==== SELECTED PASSAGE
Non-flood hazards: exposure rather than dollars. For wildfire, extreme heat, drought, and wind, there is no widely accepted dollar damage curve comparable to the flood curves above. For these hazards we report exposure, not loss: the share of site value sitting in a High-or-above hazard band, plus the operational consequence we expect.
- Extreme heat (Lathrop, Riverside). By 2050 under the higher-emissions pathway, both inland production sites reach Severe or Extreme heat ratings. The expected effect is reduced equipment efficiency, more cooling cost, and lost productive hours on the hottest days. Together these sites represent about $253 million of replacement value.
- Wildfire (Auburn). The Auburn site reaches the top wildfire band by 2050 under the higher-emissions pathway. The expected effect is direct fire risk, smoke-related shutdowns, and rising insurance cost. The site represents about $42 million of replacement value.
========
Answer these questions using the passage on non-flood hazards.
(a) What does the passage report for wildfire, extreme heat, drought, and wind instead of dollar loss?
(b) About how much replacement value do the Lathrop and Riverside sites represent together?
(c) Which site reaches the top wildfire band by 2050 under the higher-emissions pathway?
==== DATA ROWS
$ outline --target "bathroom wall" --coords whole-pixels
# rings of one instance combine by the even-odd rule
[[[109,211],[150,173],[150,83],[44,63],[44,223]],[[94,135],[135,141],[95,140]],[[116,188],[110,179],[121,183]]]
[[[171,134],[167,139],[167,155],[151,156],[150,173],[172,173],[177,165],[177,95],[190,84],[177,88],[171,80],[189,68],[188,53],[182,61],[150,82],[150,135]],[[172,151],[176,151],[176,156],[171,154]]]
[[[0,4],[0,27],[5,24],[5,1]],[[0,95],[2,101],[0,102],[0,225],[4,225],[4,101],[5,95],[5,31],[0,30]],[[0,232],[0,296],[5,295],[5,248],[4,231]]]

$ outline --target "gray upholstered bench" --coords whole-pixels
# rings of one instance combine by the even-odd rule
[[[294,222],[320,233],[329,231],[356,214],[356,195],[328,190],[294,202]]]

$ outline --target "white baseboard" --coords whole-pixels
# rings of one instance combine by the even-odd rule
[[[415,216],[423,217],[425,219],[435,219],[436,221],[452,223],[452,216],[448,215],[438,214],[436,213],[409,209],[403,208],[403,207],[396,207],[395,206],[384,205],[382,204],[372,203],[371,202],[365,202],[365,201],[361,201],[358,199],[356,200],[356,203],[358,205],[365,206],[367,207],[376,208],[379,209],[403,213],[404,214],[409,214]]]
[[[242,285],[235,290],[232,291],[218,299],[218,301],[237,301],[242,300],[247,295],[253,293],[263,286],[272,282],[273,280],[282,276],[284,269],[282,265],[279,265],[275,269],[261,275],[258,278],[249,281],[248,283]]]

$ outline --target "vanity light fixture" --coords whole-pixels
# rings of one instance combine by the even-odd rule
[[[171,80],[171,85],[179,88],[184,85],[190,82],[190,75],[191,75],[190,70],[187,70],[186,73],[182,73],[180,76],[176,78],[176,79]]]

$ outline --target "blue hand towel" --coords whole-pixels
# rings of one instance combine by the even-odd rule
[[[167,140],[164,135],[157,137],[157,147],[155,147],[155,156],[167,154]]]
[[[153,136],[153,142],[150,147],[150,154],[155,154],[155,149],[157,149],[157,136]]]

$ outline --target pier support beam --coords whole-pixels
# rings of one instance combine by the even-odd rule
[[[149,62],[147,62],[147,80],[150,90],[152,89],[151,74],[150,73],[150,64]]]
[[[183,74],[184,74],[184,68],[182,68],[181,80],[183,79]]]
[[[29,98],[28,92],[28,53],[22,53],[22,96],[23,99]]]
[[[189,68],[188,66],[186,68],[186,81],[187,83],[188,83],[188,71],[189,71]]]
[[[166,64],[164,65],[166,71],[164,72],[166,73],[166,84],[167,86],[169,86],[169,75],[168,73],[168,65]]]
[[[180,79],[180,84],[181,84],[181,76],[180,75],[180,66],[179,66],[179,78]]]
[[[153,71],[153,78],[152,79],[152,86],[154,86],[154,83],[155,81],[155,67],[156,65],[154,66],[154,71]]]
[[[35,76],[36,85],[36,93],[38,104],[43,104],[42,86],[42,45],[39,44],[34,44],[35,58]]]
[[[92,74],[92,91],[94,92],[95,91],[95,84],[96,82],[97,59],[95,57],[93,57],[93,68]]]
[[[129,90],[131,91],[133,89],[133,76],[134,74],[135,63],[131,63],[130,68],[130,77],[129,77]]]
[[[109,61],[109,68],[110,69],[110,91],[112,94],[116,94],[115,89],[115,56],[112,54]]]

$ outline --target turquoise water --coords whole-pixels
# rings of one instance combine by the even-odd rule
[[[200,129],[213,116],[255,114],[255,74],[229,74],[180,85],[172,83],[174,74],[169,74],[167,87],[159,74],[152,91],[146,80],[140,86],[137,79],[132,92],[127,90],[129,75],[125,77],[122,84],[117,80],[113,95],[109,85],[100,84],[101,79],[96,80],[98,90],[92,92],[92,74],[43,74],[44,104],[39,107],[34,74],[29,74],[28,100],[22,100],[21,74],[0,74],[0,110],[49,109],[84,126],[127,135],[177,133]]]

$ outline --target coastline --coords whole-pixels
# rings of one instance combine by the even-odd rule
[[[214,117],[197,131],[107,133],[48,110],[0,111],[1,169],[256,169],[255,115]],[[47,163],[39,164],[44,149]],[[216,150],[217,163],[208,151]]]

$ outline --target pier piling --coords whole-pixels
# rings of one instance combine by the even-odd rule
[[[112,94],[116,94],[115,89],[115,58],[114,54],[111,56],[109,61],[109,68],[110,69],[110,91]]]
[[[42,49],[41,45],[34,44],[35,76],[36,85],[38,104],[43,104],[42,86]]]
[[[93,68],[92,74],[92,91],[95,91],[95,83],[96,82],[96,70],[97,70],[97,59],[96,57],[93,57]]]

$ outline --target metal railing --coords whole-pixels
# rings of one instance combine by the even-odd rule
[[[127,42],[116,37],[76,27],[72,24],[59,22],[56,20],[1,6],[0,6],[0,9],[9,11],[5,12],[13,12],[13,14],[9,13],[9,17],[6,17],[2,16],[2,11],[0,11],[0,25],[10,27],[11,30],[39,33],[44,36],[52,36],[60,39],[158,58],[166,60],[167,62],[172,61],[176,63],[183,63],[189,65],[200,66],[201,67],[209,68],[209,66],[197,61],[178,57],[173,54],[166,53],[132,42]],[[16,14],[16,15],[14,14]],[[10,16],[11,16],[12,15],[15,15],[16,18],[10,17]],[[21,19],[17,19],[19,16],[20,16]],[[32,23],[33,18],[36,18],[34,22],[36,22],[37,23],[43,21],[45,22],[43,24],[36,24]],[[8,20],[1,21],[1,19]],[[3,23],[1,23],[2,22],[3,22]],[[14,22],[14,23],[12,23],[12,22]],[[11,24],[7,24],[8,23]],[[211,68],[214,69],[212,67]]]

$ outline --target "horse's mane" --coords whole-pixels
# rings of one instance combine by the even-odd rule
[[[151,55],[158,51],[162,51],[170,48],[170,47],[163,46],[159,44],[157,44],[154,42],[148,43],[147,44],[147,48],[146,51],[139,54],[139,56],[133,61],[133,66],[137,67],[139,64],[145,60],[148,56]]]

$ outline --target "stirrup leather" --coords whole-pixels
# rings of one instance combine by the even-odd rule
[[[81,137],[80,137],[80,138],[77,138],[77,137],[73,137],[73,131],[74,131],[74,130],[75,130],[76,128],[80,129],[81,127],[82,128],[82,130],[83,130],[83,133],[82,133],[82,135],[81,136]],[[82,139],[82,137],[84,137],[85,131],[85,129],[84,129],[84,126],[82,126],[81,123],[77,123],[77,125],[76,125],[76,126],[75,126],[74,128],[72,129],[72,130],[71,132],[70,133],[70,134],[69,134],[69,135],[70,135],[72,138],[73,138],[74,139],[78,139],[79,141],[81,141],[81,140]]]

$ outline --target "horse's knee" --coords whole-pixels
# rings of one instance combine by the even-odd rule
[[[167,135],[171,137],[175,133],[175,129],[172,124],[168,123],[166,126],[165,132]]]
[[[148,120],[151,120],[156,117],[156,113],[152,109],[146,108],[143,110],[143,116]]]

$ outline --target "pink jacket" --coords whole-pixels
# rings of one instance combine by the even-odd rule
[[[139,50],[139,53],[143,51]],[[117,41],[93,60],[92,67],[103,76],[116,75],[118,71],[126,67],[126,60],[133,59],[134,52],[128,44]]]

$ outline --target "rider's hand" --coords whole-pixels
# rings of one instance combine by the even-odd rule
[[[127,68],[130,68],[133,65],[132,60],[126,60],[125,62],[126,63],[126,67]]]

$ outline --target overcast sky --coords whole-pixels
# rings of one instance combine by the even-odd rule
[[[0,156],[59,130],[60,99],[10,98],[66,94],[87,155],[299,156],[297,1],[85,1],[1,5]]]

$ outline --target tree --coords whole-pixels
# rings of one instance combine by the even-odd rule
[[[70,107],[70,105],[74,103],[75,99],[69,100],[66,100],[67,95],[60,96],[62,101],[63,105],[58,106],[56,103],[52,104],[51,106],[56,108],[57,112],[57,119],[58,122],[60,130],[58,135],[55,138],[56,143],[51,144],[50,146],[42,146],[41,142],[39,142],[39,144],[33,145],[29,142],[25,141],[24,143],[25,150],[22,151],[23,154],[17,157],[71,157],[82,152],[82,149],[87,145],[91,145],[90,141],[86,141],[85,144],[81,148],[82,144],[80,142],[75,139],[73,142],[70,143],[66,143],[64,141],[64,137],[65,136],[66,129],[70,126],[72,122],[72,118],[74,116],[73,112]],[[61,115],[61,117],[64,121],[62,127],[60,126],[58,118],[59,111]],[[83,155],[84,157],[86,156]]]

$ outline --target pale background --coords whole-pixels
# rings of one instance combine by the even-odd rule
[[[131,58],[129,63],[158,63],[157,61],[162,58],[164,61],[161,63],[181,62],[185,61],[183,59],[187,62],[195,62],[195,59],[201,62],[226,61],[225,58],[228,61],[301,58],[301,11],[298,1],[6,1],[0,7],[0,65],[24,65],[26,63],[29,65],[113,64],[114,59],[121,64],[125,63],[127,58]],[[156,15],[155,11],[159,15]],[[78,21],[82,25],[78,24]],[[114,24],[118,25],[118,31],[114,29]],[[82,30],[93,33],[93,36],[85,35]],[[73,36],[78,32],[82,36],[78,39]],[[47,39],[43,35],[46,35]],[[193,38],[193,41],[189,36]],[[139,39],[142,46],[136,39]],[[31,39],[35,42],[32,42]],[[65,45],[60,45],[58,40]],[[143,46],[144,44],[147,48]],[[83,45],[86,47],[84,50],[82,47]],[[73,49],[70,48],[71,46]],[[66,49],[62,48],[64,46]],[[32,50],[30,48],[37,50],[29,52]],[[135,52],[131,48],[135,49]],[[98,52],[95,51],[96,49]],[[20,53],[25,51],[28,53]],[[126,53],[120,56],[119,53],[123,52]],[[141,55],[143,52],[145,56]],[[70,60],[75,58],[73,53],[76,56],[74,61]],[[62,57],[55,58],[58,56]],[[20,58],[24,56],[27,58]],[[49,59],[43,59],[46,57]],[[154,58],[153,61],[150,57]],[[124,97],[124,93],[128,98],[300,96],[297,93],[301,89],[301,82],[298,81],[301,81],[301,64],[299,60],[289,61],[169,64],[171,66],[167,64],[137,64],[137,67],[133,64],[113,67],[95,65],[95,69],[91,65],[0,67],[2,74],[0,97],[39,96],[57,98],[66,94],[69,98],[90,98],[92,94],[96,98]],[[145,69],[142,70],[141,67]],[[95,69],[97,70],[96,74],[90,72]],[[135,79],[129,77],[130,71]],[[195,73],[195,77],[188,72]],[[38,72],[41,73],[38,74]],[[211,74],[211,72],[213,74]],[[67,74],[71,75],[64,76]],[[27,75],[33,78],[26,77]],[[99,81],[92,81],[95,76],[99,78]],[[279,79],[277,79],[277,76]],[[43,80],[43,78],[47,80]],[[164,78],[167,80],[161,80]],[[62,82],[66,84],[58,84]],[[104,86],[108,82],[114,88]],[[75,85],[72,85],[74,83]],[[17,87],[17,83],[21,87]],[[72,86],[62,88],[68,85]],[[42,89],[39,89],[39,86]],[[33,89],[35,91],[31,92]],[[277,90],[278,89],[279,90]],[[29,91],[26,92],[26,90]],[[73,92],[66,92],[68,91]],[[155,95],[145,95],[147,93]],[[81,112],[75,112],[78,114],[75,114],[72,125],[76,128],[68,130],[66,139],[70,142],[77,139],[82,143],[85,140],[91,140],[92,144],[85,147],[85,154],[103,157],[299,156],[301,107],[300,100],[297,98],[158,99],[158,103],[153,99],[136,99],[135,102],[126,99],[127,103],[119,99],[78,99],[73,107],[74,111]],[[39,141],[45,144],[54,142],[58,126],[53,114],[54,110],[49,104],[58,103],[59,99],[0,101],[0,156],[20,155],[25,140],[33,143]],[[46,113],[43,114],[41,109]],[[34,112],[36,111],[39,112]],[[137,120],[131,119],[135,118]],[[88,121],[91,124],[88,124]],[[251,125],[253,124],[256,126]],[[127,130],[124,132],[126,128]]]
========
◆ SOLUTION TO THIS TASK:
(a) Exposure: the share of site value in a High-or-above hazard band, plus the expected operational consequence.
(b) About $253 million.
(c) The Auburn site.